EXERCISE: Could you write out the rows below again, replacing "marker" with "pin" and keeping everything else the same?

Rows in a dataset
►

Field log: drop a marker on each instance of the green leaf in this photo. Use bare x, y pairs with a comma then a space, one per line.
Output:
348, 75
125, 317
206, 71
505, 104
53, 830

◄

OUTPUT OF THE TASK:
Field log: drop a pin on each instance of the green leaf in this photo. Use bare x, y pairs with a comma then a space, one per line.
Output:
348, 75
125, 317
206, 71
505, 104
53, 830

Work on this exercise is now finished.